### WRITTEN INSTRUCTION
Your task is to repeat the records exactly from the line containing "Reviewer note: verify that every instance of the white folding" onward, through the final line.

begin

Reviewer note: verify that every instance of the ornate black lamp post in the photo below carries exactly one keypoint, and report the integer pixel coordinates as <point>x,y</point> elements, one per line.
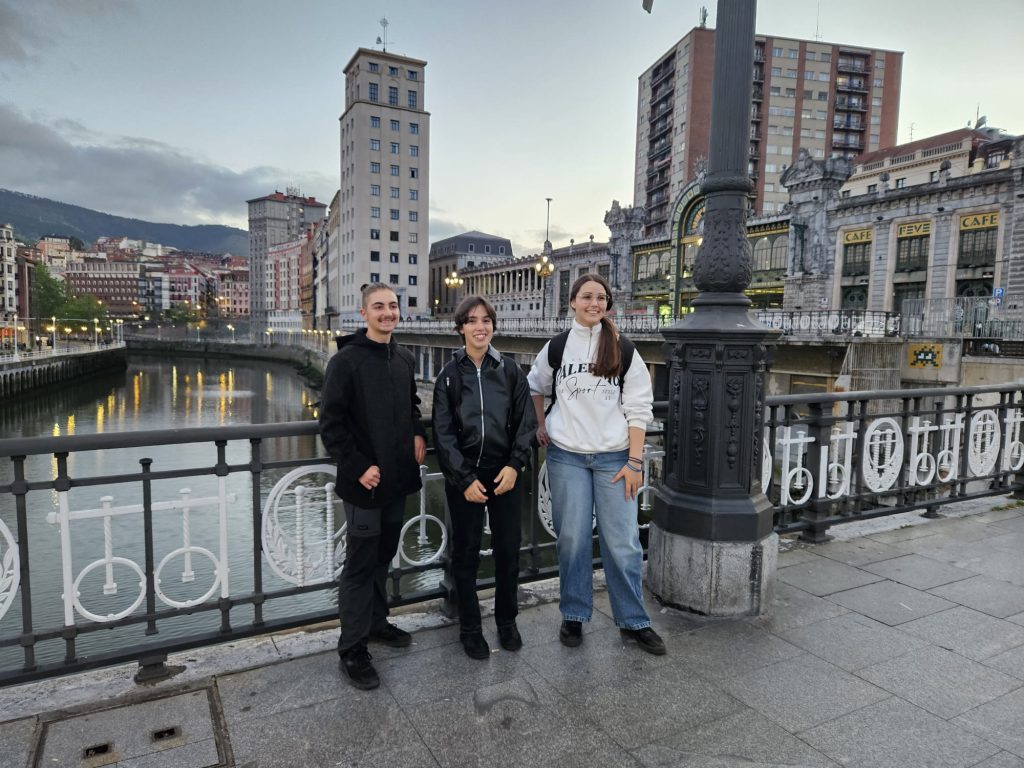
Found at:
<point>712,548</point>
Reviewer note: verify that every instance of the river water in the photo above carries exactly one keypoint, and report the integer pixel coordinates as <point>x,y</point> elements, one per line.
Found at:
<point>156,393</point>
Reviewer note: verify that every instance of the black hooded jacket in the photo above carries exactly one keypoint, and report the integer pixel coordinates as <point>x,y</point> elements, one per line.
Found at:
<point>370,413</point>
<point>496,423</point>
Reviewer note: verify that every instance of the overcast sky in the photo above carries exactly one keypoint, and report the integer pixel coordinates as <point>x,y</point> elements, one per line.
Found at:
<point>179,110</point>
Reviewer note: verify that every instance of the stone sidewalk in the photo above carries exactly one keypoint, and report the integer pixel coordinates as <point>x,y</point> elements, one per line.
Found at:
<point>900,643</point>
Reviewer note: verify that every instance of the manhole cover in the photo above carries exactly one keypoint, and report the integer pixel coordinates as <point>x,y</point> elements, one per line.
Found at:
<point>178,728</point>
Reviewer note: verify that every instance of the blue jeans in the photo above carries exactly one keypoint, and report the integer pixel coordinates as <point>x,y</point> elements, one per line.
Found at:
<point>581,484</point>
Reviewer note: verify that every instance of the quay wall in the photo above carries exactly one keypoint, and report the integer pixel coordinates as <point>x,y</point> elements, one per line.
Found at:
<point>30,375</point>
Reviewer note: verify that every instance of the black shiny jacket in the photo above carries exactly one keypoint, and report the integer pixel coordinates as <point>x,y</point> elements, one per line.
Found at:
<point>496,423</point>
<point>370,413</point>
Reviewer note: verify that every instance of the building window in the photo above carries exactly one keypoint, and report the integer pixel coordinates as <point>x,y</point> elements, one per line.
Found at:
<point>856,259</point>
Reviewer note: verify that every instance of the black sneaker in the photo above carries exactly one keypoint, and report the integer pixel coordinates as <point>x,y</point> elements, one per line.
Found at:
<point>391,636</point>
<point>360,673</point>
<point>474,645</point>
<point>647,639</point>
<point>570,633</point>
<point>509,637</point>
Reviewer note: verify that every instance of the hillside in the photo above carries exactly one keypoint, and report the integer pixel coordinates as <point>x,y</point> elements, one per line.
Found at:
<point>33,217</point>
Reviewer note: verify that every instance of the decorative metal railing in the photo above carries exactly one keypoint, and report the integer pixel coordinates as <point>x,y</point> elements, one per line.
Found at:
<point>257,549</point>
<point>823,324</point>
<point>827,461</point>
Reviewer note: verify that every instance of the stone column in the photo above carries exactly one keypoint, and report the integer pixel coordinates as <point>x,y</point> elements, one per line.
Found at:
<point>712,547</point>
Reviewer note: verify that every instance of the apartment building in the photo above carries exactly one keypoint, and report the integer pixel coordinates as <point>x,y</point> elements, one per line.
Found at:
<point>385,171</point>
<point>833,99</point>
<point>274,219</point>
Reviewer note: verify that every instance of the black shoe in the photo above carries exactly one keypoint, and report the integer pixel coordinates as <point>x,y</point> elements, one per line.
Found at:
<point>509,637</point>
<point>647,639</point>
<point>474,645</point>
<point>570,633</point>
<point>391,636</point>
<point>360,673</point>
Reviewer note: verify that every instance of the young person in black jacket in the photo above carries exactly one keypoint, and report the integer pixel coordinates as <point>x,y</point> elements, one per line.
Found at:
<point>370,425</point>
<point>483,423</point>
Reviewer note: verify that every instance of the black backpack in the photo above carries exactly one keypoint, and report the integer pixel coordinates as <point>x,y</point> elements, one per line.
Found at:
<point>556,348</point>
<point>454,384</point>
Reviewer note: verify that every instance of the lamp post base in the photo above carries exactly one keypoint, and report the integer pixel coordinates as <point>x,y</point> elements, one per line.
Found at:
<point>714,579</point>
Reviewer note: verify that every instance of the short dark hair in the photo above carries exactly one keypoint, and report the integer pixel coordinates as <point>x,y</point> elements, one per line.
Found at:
<point>371,288</point>
<point>469,304</point>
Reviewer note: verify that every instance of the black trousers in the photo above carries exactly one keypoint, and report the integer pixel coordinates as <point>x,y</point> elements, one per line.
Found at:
<point>467,534</point>
<point>371,543</point>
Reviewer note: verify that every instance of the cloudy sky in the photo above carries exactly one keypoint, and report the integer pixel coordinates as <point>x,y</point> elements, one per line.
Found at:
<point>178,111</point>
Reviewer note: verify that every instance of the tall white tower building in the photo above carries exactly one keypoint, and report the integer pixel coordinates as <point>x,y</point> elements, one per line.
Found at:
<point>385,171</point>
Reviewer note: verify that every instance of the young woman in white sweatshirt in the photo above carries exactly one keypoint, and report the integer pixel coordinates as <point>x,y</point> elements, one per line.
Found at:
<point>594,436</point>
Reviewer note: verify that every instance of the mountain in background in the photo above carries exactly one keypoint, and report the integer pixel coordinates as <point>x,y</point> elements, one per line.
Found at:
<point>33,217</point>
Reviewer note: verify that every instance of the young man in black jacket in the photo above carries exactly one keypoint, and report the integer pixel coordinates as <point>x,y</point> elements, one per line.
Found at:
<point>370,425</point>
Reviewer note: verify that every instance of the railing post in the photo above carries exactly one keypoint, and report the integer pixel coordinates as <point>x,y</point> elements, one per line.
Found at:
<point>712,548</point>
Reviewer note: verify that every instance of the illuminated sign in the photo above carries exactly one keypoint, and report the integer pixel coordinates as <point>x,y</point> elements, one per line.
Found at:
<point>916,229</point>
<point>858,236</point>
<point>980,220</point>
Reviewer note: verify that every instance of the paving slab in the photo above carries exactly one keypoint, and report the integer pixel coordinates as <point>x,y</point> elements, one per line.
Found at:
<point>731,648</point>
<point>890,602</point>
<point>919,571</point>
<point>894,733</point>
<point>356,725</point>
<point>823,577</point>
<point>968,632</point>
<point>747,735</point>
<point>859,551</point>
<point>1000,721</point>
<point>852,641</point>
<point>802,692</point>
<point>945,684</point>
<point>518,722</point>
<point>792,607</point>
<point>654,705</point>
<point>984,594</point>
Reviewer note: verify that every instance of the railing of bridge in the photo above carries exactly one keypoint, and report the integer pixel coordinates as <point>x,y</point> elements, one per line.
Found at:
<point>826,460</point>
<point>242,535</point>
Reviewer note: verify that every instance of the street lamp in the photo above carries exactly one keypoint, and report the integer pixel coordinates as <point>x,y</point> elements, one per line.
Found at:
<point>545,268</point>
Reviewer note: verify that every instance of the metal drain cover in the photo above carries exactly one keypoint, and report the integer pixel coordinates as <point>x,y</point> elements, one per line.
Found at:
<point>174,731</point>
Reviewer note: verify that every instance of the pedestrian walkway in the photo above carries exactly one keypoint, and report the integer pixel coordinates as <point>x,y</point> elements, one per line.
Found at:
<point>899,644</point>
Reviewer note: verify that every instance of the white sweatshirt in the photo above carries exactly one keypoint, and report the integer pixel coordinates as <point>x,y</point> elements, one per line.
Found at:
<point>588,417</point>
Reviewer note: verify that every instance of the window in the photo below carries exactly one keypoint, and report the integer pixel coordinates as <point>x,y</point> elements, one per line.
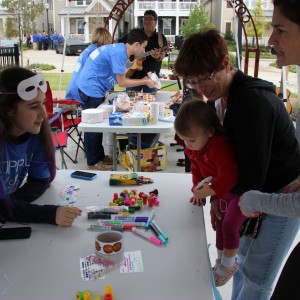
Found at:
<point>83,2</point>
<point>167,26</point>
<point>228,26</point>
<point>80,26</point>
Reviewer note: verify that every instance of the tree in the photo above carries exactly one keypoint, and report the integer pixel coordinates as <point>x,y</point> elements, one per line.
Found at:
<point>198,19</point>
<point>22,13</point>
<point>259,21</point>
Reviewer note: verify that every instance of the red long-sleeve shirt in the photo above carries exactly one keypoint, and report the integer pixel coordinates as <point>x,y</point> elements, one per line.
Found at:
<point>216,159</point>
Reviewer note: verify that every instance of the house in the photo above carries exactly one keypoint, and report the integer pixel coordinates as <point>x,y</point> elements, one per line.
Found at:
<point>79,18</point>
<point>223,15</point>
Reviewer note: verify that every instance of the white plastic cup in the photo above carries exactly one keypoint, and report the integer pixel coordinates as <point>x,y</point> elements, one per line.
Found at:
<point>161,115</point>
<point>154,112</point>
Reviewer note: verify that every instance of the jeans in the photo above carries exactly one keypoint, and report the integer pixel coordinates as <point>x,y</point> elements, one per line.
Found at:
<point>139,88</point>
<point>260,259</point>
<point>92,141</point>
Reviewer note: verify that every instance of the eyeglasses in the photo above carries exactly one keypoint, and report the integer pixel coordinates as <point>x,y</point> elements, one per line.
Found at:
<point>193,85</point>
<point>28,89</point>
<point>148,19</point>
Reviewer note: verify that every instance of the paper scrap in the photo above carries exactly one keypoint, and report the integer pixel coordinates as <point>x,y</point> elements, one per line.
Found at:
<point>132,262</point>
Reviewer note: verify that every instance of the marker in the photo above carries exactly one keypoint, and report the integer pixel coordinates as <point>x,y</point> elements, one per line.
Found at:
<point>150,238</point>
<point>161,232</point>
<point>205,180</point>
<point>136,224</point>
<point>130,219</point>
<point>102,227</point>
<point>156,231</point>
<point>98,215</point>
<point>150,219</point>
<point>122,208</point>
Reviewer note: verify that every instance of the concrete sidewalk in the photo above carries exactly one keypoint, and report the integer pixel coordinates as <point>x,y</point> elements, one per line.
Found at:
<point>67,65</point>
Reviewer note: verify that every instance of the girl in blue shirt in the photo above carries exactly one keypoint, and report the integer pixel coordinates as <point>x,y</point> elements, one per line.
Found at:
<point>27,157</point>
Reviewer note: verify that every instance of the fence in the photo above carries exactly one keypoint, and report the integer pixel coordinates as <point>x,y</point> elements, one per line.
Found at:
<point>9,56</point>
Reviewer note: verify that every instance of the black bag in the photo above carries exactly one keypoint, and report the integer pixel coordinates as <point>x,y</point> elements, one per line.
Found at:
<point>251,227</point>
<point>175,106</point>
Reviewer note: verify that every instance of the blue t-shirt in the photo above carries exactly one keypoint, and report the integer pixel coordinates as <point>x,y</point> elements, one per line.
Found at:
<point>72,90</point>
<point>99,73</point>
<point>35,37</point>
<point>19,160</point>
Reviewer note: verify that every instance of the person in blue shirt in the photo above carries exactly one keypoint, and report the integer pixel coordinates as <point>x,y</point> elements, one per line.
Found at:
<point>55,39</point>
<point>35,38</point>
<point>27,154</point>
<point>60,38</point>
<point>40,41</point>
<point>105,67</point>
<point>100,37</point>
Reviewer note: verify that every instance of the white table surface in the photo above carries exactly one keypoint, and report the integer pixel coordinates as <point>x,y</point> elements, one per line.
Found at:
<point>46,266</point>
<point>160,127</point>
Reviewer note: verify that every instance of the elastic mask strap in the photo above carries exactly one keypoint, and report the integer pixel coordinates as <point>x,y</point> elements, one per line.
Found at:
<point>28,89</point>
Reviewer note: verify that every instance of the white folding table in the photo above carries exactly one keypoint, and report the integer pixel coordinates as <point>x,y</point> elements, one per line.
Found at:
<point>46,266</point>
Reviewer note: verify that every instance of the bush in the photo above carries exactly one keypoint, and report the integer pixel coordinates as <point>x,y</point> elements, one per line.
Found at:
<point>43,67</point>
<point>228,36</point>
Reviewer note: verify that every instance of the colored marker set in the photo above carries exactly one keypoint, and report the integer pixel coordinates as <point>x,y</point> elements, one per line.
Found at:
<point>135,201</point>
<point>87,295</point>
<point>160,239</point>
<point>106,212</point>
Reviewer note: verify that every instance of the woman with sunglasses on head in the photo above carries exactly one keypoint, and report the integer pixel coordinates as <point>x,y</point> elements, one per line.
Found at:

end

### REPLY
Reviewer note: verify that every instance of the white folding table in the photo above carries exactly one keypoint, and report the integer pixel coordinates as <point>x,y</point> elements, one per line.
Found at:
<point>46,266</point>
Reviewer note: verify that every instance of the bush in the photo above carries exactly one keypoint, and report the integer pixel coordinates as <point>x,y</point> elements, one per line.
Found at:
<point>43,67</point>
<point>228,36</point>
Reviewer note: verify that every instance of the colored marker set in the photo above carries exactly one keypoint, and report the integer pixel coordinates as <point>x,y</point> elements, one per line.
Found at:
<point>135,201</point>
<point>87,295</point>
<point>160,239</point>
<point>106,212</point>
Reviewer note: verify that every instance of the woman with sunglasses on head in the photo above carries exactly one keypoint, and report the integer pixel coordinates as <point>x,y</point> elements, one per line.
Found at:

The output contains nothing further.